— Records for processing —
########

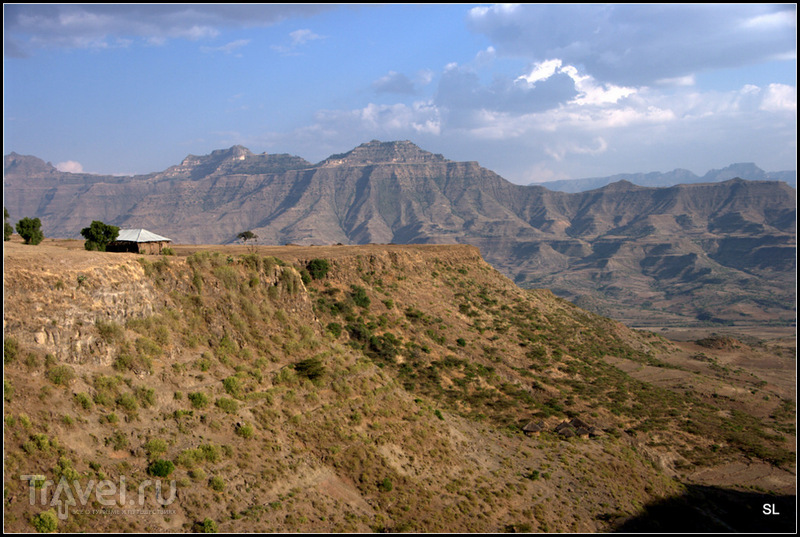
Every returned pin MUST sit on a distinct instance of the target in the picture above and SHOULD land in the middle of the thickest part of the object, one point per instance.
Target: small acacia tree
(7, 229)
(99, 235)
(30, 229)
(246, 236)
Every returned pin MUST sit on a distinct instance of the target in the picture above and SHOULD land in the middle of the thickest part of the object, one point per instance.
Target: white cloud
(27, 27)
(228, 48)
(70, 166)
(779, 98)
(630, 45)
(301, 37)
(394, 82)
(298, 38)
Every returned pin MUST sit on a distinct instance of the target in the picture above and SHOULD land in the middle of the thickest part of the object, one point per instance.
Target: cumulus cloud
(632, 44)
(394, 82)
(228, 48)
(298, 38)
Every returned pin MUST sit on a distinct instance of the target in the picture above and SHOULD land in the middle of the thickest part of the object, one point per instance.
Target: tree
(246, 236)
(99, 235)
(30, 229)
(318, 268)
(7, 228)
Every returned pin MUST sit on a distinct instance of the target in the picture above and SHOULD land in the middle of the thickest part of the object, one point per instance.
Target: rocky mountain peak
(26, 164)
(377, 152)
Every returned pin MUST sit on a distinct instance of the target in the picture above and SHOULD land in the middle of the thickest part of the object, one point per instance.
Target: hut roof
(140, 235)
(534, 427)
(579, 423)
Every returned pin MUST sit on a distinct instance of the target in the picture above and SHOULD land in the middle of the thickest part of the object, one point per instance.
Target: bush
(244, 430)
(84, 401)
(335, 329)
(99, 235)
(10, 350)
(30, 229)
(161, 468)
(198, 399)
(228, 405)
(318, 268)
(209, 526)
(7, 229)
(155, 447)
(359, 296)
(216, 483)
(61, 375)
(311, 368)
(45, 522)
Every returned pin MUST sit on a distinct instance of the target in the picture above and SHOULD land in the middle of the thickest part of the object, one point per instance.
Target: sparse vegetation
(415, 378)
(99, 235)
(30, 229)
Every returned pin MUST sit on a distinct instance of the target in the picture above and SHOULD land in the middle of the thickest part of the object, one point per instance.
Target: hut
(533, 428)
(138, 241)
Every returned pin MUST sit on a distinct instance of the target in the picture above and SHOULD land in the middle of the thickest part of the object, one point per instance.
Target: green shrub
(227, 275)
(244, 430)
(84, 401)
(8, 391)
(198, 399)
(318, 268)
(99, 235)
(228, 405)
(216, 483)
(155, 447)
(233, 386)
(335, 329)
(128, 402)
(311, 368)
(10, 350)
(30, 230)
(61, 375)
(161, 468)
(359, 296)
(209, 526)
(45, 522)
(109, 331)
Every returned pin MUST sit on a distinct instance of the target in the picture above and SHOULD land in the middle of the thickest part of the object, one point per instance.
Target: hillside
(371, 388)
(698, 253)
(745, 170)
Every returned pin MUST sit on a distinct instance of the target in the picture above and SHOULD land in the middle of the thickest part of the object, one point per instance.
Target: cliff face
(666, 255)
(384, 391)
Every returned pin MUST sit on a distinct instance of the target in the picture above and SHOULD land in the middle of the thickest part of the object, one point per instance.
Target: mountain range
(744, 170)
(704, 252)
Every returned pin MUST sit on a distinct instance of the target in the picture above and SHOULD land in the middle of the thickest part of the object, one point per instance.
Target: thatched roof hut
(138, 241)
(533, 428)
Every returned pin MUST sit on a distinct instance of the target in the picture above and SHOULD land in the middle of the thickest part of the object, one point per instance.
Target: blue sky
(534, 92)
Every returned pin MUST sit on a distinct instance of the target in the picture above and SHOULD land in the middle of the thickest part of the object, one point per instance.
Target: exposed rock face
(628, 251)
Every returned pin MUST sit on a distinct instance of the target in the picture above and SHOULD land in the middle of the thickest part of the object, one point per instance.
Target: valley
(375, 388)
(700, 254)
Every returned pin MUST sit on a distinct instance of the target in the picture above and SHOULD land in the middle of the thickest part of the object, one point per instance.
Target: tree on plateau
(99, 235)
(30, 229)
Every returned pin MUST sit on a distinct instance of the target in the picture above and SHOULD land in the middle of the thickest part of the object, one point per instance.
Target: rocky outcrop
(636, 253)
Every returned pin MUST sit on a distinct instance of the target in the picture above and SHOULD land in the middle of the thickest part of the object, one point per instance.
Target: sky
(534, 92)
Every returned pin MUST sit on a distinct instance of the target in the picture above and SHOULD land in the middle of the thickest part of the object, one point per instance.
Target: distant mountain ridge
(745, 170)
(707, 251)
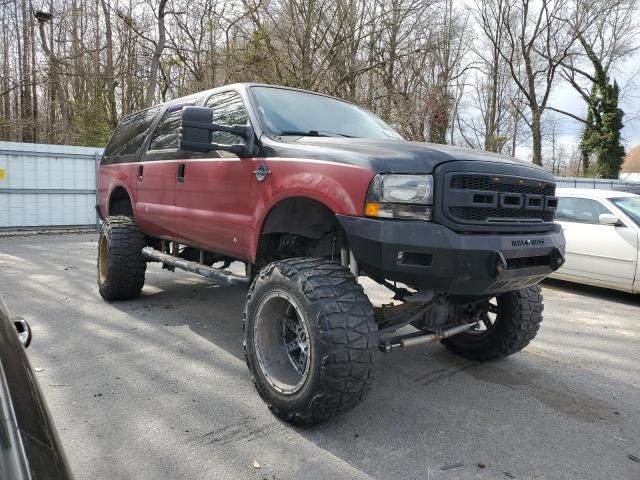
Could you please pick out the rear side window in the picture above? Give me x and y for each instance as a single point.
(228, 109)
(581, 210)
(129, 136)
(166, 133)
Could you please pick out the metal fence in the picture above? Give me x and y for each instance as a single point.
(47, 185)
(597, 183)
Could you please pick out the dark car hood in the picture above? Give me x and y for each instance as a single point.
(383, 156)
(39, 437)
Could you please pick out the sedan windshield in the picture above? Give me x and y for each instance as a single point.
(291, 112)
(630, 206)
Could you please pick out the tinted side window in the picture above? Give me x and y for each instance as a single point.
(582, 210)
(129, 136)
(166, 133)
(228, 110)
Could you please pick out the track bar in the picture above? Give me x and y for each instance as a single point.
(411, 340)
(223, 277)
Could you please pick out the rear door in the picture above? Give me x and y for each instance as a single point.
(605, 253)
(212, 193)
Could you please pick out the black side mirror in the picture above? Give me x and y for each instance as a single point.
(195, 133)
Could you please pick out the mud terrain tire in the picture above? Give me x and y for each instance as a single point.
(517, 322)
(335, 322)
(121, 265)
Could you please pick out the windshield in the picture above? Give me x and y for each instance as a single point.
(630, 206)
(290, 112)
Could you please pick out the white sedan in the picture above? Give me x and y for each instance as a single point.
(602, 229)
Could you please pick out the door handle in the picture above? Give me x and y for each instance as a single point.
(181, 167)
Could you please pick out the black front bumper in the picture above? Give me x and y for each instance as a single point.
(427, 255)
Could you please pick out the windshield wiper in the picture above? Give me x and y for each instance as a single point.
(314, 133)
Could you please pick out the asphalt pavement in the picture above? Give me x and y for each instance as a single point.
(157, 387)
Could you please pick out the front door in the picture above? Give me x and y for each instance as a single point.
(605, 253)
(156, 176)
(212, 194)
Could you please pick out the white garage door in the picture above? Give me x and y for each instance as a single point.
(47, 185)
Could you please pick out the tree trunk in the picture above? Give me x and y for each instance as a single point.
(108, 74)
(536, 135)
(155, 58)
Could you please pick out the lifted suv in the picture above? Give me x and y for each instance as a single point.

########

When you print the records above, keep them exact and leave out the pictures.

Every returned pin MUST sit on a distinct instance of the target in the picture above and SHOULD land in the middle of the thickest part of the object, one point per instance.
Target: small acacia tree
(7, 229)
(99, 235)
(30, 229)
(246, 236)
Every returned pin MUST sit on a distinct instance of the target in the picture above and SHOULD land in the middle of the thickest part of the object, one point per instance.
Target: white cloud
(27, 27)
(228, 48)
(70, 166)
(779, 98)
(630, 45)
(301, 37)
(394, 82)
(298, 38)
Every returned pin MUST sit on a distinct instance of the target in the picture above and SHOULD land in the middle of the thickest part of the object, one point per instance.
Target: cumulus cloud
(632, 44)
(394, 82)
(228, 48)
(298, 38)
Every returned pin MUST sit on a distinct instance of the target in the picture above and SHOULD land in the middle of the thickest part of the object, one point per instance.
Target: tree
(246, 236)
(99, 235)
(30, 229)
(318, 268)
(7, 228)
Every returned pin MUST sit on a distinct instance of the target in the picture above and SHOULD land in the middle of the thickest part of the object, one point per instance.
Target: rocky mountain peak
(26, 164)
(377, 152)
Every returned pin MUST sit on a distinct instance of the target in the picture above and SHOULD land in the middle of the thickest part of the object, one point per instance.
Target: hut roof
(140, 235)
(534, 427)
(579, 423)
Every returned pin MUST sit on a distinct instance of the target in the picture above and SHOULD land in the middle of the thickest part of the object, one point per instance.
Target: bush
(244, 430)
(84, 401)
(335, 329)
(99, 235)
(10, 350)
(30, 229)
(161, 468)
(198, 399)
(228, 405)
(318, 268)
(209, 526)
(7, 229)
(155, 447)
(359, 296)
(216, 483)
(61, 375)
(311, 368)
(45, 522)
Every returned pin MUST sit on a distinct instance of the target in the picture above and SHOULD land in the middle of the thickest part of the object, one point per instance.
Target: sparse vegetation
(415, 378)
(99, 235)
(30, 229)
Every returned pin MUST sit on a distinct instance of the target in the picture above and SHOULD land in the middle of the thickest part of the object, one point per instance.
Target: hut
(533, 428)
(138, 241)
Every returned pin MUST sit on a distinct instance of the target in the picture above and SHOULD land in the middle of the thickest part of the object, one point per instance.
Target: green shrub
(227, 275)
(244, 430)
(84, 401)
(8, 391)
(198, 399)
(318, 268)
(99, 235)
(228, 405)
(216, 483)
(155, 447)
(233, 386)
(335, 329)
(128, 402)
(311, 368)
(10, 350)
(30, 230)
(61, 375)
(161, 468)
(359, 296)
(209, 526)
(45, 522)
(109, 331)
Every returned pin MUST sit on a distinct instance of the target in the picture above and SHOULD land in the middle of the thickest part of the object, one point per instance.
Target: hillside
(371, 388)
(698, 253)
(745, 170)
Every returned pin MUST sit on a distinct instance of the target in the picture above and SHOULD land in the middle of the thickest part of the object, one point per instance.
Target: cliff face
(666, 255)
(384, 391)
Every returned pin MUST sit on a distinct instance of the target in the picture above and SHOULD land in the middle of the thickest part of the object, one point per instance.
Target: mountain range
(744, 170)
(704, 252)
Every returned pin MUST sit on a distinct instance of the target in the picture above and SHOULD land in the middle of the thickest part of the object, one point per instance.
Target: thatched roof hut
(138, 241)
(533, 428)
Every returned pin MUST sit on a distinct instance of the target in the picture above and SHOULD land in the middle of the thickest part of the object, one point per instance.
Target: blue sky
(534, 92)
Every returned pin MUST sit on a distinct instance of the target in the picture above and SHOULD land in the middle of the thickest part of the object, one point per instance.
Target: exposed rock face
(628, 251)
Every returned pin MUST sit on a distinct instance of the target in the picture above and SHOULD land in the middle of the thickest part of the object, one point per instance.
Target: valley
(375, 388)
(700, 254)
Every returned pin MUST sit on a distinct instance of the target in the picture above and SHOULD land in the middle of the thickest part of the object, one point per instance.
Target: tree on plateau
(99, 235)
(30, 229)
Every returned pin MUST sit on a distinct instance of the target in the picture above and SHOULD land in the middle of the thickest part of the object, one point per instance.
Target: rocky outcrop
(636, 253)
Every returned pin MUST sit on a distinct instance of the target in the picture above and SHOULD land in the middle of the thickest part of the object, one point per instance.
Target: sky
(534, 92)
Every returned pin MUST sit on a distinct instance of the target in the picture above and SHOULD land in the middle of the thickest part of the object, one point per instance.
Target: distant mountain ridge
(745, 170)
(707, 251)
Could you please pick out the rear side window in the picture above? Give me x and y for each instance as a single point.
(228, 109)
(581, 210)
(129, 136)
(166, 133)
Could you please pick out the metal fence in the picture above? Give me x and y for each instance as a single point.
(47, 185)
(597, 183)
Could you please pick out the dark car hood in the picture above? Give me x and y for each instance as a single point.
(383, 156)
(39, 437)
Could you please pick out the sedan windshield in the picture above? Give me x and y for each instance as a single point.
(291, 112)
(630, 206)
Could you please pick out the tinted side window in the picture above? Give me x and y for each instance as a single point.
(582, 210)
(129, 136)
(166, 133)
(228, 110)
Could you please pick out the track bar in the picture above? Give me x and y for each instance as a single point.
(411, 340)
(223, 277)
Could you please pick out the rear door in the picture above? Give me x and y for each instance as a single point.
(605, 253)
(212, 193)
Could you please pick out the black side mirror in the picture above? Give me x and y for each instance as a single point.
(195, 133)
Could you please pick out the mud terrain tire in the picture above? Give me x and y for each instance as a single point.
(517, 322)
(335, 322)
(121, 265)
Could you please pick out the windshield in the picture above? Give me x and y for each instance as a single point.
(630, 206)
(290, 112)
Could you please pick out the white sedan in the picture above? Give me x and y for each instance as a single point.
(602, 229)
Could you please pick out the door handle in the picture above? Give me x and y for each instance as a single point.
(181, 167)
Could you please pick out the black front bumper in the picture above? Give me x and y for each instance as a single point.
(427, 255)
Could you please pick out the windshield wiper in the picture above? Give me x and y for each instance as a single point.
(314, 133)
Could you please pick out the asphalt pavement in the picture above? Give me x and y for each instance as a single point.
(157, 387)
Could you please pick out the front door in the picture above? Give me x and y for each instance as a single point.
(605, 253)
(156, 176)
(212, 194)
Could you please pick out the white garage door in the picture above? Give me x and y for each instance as a single point.
(47, 185)
Could you please pick out the tree trunk in the picture above? Give me x and y for each instance as a single point.
(108, 74)
(536, 135)
(155, 58)
Could you please pick out the lifted suv in the picture above? Give me x and y for each instance as a single point.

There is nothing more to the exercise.